Reference: https://towardsdatascience.com/imputing-missing-values-using-the-simpleimputer-class-in-sklearn-99706afaff46

In [17]:
import numpy as np
import pandas as pd
from sklearn.impute import SimpleImputer

One of the tasks that you need to perform prior to training your machine learning model is data preprocessing. Data cleansing is one key part of the data preprocessing task, and usually involves removing rows with empty values, or replacing them with some imputed values.

>The word “**impute**” means a value assigned to something by inference from the value of the products or processes to which it contributes. In statistics, imputation is the process of replacing missing data with substituted values.

In this Tutorial, We will see how to use the SimpleImputer class in sklearn to quickly and easily replace missing values in your Pandas dataframes.

In [29]:
# Load Sample Data

file_path = "C:/MyLearn/DataSet/Pandas/Tutorials/NanDataset.csv"
df = pd.read_csv(file_path)
df

Unnamed: 0,A,B,C,D
0,1,2.0,3.0,Good
1,4,,6.0,Good
2,7,,9.0,Excellent
3,10,11.0,12.0,
4,13,14.0,15.0,Excellent
5,16,17.0,,Fair
6,19,12.0,12.0,Excellent
7,20,11.0,23.0,Fair


The sample dataset has missing values in the column `B`, `C` and `D`. Column `B` and `C` is numberic and Column `D` is characters.

# [EXERCISES TO COMPLETE]
**1)** List everything the SimpleImputer tutorial imports in its first code block.
**2)** Carry on the SimpleImputer tutorial from its last sentence.

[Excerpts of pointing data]
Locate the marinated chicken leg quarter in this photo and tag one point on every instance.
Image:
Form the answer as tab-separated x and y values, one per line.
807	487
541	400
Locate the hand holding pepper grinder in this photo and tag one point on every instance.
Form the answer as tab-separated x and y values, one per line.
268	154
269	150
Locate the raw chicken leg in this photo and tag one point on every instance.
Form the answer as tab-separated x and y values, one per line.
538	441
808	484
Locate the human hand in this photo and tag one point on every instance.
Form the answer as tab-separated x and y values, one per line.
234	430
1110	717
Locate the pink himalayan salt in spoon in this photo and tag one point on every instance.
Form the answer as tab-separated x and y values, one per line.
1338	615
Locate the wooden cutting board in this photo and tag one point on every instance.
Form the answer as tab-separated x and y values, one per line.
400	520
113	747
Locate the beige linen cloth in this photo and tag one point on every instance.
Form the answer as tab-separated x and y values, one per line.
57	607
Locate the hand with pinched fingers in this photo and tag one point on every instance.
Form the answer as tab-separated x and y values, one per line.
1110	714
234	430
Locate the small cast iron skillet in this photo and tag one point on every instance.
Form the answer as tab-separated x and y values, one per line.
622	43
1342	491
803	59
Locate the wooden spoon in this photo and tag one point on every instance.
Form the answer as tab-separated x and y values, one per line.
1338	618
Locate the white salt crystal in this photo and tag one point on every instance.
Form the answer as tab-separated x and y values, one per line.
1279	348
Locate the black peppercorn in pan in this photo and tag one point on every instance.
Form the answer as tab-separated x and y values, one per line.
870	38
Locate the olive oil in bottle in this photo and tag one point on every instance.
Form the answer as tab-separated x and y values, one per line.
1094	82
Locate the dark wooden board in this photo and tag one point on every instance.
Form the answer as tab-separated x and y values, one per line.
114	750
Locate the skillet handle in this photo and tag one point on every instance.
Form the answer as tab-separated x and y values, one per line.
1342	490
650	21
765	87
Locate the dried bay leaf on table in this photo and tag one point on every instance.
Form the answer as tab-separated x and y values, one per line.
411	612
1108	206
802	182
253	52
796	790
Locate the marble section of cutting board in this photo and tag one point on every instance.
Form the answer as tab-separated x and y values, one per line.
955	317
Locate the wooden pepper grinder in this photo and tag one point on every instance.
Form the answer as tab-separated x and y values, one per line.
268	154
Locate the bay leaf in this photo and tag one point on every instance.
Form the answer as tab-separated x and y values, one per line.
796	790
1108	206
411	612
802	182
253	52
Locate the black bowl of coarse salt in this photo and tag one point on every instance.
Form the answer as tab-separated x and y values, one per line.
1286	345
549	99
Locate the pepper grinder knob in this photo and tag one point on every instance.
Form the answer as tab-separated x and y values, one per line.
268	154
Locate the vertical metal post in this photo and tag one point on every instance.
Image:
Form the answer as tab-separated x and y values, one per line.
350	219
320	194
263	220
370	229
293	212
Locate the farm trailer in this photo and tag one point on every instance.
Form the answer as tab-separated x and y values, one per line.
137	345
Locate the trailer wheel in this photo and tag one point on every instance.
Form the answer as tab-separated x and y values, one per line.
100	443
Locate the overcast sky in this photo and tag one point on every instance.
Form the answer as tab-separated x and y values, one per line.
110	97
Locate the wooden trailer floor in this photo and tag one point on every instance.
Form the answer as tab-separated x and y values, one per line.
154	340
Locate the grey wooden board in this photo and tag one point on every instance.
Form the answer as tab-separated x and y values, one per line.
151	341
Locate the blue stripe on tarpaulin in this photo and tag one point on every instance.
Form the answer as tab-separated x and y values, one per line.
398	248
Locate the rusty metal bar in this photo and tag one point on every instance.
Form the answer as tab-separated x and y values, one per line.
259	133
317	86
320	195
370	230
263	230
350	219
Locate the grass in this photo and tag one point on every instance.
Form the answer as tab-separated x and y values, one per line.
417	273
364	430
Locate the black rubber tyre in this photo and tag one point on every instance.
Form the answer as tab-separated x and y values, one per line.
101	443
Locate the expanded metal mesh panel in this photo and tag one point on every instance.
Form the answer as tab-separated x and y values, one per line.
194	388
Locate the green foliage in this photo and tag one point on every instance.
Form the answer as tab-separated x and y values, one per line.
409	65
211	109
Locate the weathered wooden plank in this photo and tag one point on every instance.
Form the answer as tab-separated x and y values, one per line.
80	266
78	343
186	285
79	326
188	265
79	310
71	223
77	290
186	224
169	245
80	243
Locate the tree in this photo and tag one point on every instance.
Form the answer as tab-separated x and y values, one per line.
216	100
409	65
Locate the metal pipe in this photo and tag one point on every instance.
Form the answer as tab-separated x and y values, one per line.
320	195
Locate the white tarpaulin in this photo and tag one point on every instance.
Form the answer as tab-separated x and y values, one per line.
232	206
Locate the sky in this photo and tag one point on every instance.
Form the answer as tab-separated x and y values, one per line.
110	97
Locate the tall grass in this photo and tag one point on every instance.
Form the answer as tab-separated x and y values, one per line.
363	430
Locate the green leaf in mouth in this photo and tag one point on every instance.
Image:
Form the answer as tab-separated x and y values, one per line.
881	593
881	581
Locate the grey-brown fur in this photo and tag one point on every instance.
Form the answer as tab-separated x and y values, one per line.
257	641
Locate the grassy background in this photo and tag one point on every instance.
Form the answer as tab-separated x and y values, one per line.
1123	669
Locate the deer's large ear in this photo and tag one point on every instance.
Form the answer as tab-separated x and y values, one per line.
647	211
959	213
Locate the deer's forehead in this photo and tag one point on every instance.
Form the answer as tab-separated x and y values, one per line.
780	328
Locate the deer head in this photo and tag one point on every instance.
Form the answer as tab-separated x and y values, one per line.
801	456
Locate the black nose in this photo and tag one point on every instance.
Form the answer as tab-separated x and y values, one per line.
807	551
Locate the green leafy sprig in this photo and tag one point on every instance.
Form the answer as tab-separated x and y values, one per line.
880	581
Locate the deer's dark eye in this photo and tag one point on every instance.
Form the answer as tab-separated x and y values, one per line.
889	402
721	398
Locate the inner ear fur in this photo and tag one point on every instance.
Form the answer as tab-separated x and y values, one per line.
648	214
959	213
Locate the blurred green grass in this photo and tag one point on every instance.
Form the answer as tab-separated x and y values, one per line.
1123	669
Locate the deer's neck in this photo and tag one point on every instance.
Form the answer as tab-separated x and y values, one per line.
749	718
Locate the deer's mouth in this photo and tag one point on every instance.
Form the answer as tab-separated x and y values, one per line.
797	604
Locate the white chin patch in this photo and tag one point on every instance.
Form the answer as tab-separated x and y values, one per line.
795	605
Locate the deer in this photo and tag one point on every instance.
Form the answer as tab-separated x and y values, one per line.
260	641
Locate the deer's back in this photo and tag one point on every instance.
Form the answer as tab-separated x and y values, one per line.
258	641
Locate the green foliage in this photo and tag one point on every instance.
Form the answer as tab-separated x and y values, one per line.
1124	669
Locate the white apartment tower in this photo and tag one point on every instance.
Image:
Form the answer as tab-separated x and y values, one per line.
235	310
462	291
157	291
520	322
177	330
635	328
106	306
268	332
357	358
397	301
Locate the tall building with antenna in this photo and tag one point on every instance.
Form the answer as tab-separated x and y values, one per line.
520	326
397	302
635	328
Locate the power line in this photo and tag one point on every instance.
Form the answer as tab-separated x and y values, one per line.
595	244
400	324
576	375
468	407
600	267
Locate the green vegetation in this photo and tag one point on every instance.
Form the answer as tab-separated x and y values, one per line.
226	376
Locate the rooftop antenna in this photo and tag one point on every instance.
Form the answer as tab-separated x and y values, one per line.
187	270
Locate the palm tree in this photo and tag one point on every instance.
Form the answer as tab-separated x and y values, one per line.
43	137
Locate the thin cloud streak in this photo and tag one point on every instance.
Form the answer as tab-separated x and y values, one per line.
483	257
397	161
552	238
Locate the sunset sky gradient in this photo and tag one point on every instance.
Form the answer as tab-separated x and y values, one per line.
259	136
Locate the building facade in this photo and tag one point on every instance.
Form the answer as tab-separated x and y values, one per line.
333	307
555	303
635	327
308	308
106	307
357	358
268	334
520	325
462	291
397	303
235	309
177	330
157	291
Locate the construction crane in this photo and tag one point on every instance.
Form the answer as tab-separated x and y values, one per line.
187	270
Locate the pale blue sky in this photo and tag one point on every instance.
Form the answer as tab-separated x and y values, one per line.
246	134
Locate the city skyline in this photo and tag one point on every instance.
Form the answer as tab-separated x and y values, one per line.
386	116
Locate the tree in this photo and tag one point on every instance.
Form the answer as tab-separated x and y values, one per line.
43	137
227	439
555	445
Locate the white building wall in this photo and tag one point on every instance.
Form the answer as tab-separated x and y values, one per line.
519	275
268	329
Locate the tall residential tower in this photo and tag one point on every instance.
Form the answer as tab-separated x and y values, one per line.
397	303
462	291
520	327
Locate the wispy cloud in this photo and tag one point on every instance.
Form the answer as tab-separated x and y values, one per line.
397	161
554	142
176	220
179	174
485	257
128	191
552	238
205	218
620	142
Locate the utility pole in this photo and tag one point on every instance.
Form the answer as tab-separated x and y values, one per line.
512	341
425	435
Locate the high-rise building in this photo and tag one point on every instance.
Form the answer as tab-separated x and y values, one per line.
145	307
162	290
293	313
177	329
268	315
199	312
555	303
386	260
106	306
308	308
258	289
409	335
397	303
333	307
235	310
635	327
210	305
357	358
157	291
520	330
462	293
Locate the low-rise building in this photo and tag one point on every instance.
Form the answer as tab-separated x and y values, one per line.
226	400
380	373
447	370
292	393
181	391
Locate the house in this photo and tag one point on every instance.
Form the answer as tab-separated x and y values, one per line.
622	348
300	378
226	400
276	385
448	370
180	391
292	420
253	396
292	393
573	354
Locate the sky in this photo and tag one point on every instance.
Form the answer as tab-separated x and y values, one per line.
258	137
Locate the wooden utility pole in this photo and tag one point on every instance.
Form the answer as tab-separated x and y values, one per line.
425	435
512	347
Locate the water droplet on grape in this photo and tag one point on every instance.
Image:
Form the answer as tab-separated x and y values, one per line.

# [ANSWERS TO THE EXERCISE]
**1)** numpy (as np), pandas (as pd), and SimpleImputer from sklearn.impute

**2)**
## Replacing Missing Values

All the missing values in the dataframe are represented using `NaN`. Usually, you can either drop them, or replace them with some inferred values. For example, to fill the NaN in the B column with the mean, 

In [30]:
# The empty values in column B are now filled 
# with the mean of that column

    
df['B'].fillna(df['B'].mean(), inplace=True)
df

Unnamed: 0,A,B,C,D
0,1,2.0,3.0,Good
1,4,11.166667,6.0,Good
2,7,11.166667,9.0,Excellent
3,10,11.0,12.0,
4,13,14.0,15.0,Excellent
5,16,17.0,,Fair
6,19,12.0,12.0,Excellent
7,20,11.0,23.0,Fair


The empty values in column B are now filled with the mean of that column.

This is straight-forward, but sometimes your fill strategy might be a little different. Instead of filling missing values with the mean of the column, you might want to fill it with a value that most frequently occurs. 
A good example is column D, where the most occurring value is “Excellent”.

To fill the missing value in column D with the most frequently occurring value, you can use the following statement.

In [37]:
df['D'].value_counts()

Excellent    3
Good         2
Fair         2
Name: D, dtype: int64

In [38]:
df['D'].fillna(df['D'].value_counts().index[0], inplace=True)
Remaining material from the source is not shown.